Brano di testo:
La prospettiva non lo entusiasma di certo, per quanto rom, apolide, la sua vita è ormai nel Basso ferrarese. Nel bene e nel male. “Fino a due anni fa non ho avuto problemi con il permesso di soggiorno, lavoravo con incarichi rinnovati di volta in volta, poi mi sono ritrovato a spasso – continua – automaticamente sono diventato un clandestino”. Nell’arco di un breve tempo ha totalizzato un paio di espulsioni, racconta, ed è cominciata una battaglia a colpi di ricorsi per opporsi ai provvedimenti di legge. E’ stato un susseguirsi di perquisizioni, controlli, foto segnaletiche arricchite, racconta, da una “gita” al Cie di Roma. “Non mi hanno trattenuto a causa di un problema di salute certificato, così dopo poche ore sono rientrato in città insieme ai carabinieri”, spiega.
Due uomini, un’auto e diverse ore per un’andata e ritorno a vuoto a Fiumicino. Una telefonata avrebbe potuto evitare il piccolo ma sostanziale dispendio di soldi pubblici e di tempo improduttivo per il personale delle forze di pubblica sicurezza? Chissà, ancora una volta comunque gli evidenti limiti della “Bossi-Fini” e della sua applicazione riverberano sulle tasche del contribuente. La missione si è rivelata più o meno inutile e si incastona nella complicata questione migratoria, che dovrebbe esser valutata con diversi pesi e misure a seconda dei casi incontrati. Ma siamo ancora all’anno zero e le emergenze finiscono con l’inghiottire vecchi e nuovi problemi dell’accoglienza.

Consegna 1: Riporta il passo del brano sul rom apolide del Basso ferrarese da "Due uomini, un’auto" fino a "nuovi problemi dell’accoglienza." compreso.
Consegna 2: Scrivi il seguito del brano sul rom apolide del Basso ferrarese, partendo subito dopo la sua ultima frase.

Voci di dati raccolte:
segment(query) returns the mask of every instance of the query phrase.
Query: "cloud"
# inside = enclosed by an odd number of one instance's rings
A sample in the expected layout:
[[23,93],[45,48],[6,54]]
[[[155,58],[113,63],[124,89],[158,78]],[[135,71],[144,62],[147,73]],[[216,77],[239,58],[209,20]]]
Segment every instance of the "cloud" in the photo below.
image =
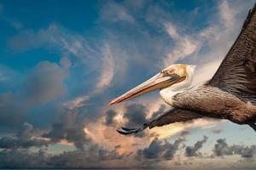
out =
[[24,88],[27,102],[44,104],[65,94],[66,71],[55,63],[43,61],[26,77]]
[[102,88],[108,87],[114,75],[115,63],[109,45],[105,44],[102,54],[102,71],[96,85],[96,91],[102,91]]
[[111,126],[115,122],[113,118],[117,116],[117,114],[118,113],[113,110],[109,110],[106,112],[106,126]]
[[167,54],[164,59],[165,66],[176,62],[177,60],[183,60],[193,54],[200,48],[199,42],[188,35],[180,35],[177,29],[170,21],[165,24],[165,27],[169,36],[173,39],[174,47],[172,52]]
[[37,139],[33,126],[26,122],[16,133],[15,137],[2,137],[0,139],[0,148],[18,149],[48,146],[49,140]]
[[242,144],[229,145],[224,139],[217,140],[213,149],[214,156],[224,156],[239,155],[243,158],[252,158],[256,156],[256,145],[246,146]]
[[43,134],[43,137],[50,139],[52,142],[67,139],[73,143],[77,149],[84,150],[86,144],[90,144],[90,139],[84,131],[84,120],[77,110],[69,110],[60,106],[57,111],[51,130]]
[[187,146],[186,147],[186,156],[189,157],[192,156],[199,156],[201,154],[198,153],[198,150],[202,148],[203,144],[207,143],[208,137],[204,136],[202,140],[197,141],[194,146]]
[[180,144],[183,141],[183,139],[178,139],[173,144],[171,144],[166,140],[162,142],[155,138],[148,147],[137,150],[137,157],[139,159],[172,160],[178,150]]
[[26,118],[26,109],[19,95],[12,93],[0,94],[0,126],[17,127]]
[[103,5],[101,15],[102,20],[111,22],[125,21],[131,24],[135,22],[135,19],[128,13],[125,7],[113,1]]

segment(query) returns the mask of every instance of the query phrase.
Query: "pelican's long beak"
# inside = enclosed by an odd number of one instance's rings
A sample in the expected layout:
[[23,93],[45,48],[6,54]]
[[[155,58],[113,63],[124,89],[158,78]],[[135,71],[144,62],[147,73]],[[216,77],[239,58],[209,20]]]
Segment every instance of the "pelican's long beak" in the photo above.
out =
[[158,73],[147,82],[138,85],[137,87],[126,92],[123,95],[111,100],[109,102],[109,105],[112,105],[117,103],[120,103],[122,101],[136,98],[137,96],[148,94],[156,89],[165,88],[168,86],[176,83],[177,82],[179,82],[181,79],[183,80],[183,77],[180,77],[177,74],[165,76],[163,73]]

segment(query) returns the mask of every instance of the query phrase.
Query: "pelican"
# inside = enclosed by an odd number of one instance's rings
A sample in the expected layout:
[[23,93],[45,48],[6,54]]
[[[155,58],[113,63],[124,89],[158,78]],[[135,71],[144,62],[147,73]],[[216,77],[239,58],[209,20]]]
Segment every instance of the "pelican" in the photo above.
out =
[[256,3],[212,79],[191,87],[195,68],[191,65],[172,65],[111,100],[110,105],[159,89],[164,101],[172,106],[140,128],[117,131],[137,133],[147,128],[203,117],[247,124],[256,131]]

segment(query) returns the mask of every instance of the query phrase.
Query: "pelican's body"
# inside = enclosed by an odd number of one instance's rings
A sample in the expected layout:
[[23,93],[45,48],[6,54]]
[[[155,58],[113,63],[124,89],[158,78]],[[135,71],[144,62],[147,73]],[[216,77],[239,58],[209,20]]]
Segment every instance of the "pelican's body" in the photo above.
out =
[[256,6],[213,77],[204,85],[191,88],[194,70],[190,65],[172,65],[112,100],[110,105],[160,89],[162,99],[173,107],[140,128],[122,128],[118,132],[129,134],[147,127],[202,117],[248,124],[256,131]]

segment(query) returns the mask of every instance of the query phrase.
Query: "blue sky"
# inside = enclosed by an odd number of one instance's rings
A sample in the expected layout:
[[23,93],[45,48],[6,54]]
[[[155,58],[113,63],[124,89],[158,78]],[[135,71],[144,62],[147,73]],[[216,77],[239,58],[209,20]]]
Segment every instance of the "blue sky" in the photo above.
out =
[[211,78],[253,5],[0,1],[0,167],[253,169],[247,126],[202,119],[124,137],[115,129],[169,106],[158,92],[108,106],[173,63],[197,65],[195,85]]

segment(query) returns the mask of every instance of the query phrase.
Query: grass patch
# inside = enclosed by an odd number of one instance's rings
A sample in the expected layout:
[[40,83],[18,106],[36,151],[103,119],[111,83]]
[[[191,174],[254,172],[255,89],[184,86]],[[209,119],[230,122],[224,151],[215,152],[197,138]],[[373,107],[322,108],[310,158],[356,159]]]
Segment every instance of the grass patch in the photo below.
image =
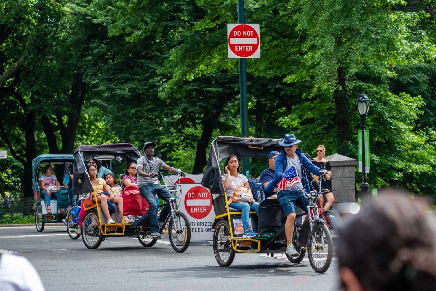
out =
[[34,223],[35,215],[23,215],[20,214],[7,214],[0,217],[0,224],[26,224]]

Risposta 1:
Due uomini, un’auto e diverse ore per un’andata e ritorno a vuoto a Fiumicino. Una telefonata avrebbe potuto evitare il piccolo ma sostanziale dispendio di soldi pubblici e di tempo improduttivo per il personale delle forze di pubblica sicurezza? Chissà, ancora una volta comunque gli evidenti limiti della “Bossi-Fini” e della sua applicazione riverberano sulle tasche del contribuente. La missione si è rivelata più o meno inutile e si incastona nella complicata questione migratoria, che dovrebbe esser valutata con diversi pesi e misure a seconda dei casi incontrati. Ma siamo ancora all’anno zero e le emergenze finiscono con l’inghiottire vecchi e nuovi problemi dell’accoglienza.

Risposta 2:
Non tutte le storie sono uguali, ricorda Afrim ripercorrendo la sua e, soprattutto, quanto è accaduto dopo aver lasciato il Cie romano. “Sembrava mi dovessero lasciare in stazione con 30 euro in tasca, li avrei dovuti usare per tornare, erano meno della metà del costo del biglietto. Un’assurdità – prosegue – A un certo punto c’è stato un contrordine, mi hanno portato a Copparo in guardiola, doveva essere l’anticamera di un espatrio diretto deciso dall’Ufficio Immigrazione di Ferrara”. Nella notte le condizioni di salute di Afrim si sono fatte critiche. “Perdevo sangue, a quel punto hanno chiamato l’ambulanza. L’infermiera, dopo aver chiesto cosa fosse successo, disse subito che si trattava di una sceneggiata, lo fece senza neppure attendere la diagnosi di un medico – continua – Fui ricoverato per quattro giorni a Cona. Quella prima notte, in attesa delle visite di routine, ho dovuto sopportare le battute di chi in ospedale attribuiva l’emorragia all’aver ingoiato dei palloncini pieni di droga. Furono gli stessi carabinieri a difendermi, a spiegare che non ero in stato di arresto e la droga non c’entrava nulla. Umanamente parlando è stato un approccio orribile”. Era l’inizio di novembre del 2013, quella notte, ricorda, quattro militari dell’Arma piantonarono la sua stanza per poi scomparire alle 11 del mattino. “E’ difficile dimenticare – conclude – non si pretende solidarietà, ma almeno il rispetto della persona. Certe cose, soprattutto quando si tratta di illazioni, non possono essere taciute e hanno il sapore di un dichiarato razzismo”.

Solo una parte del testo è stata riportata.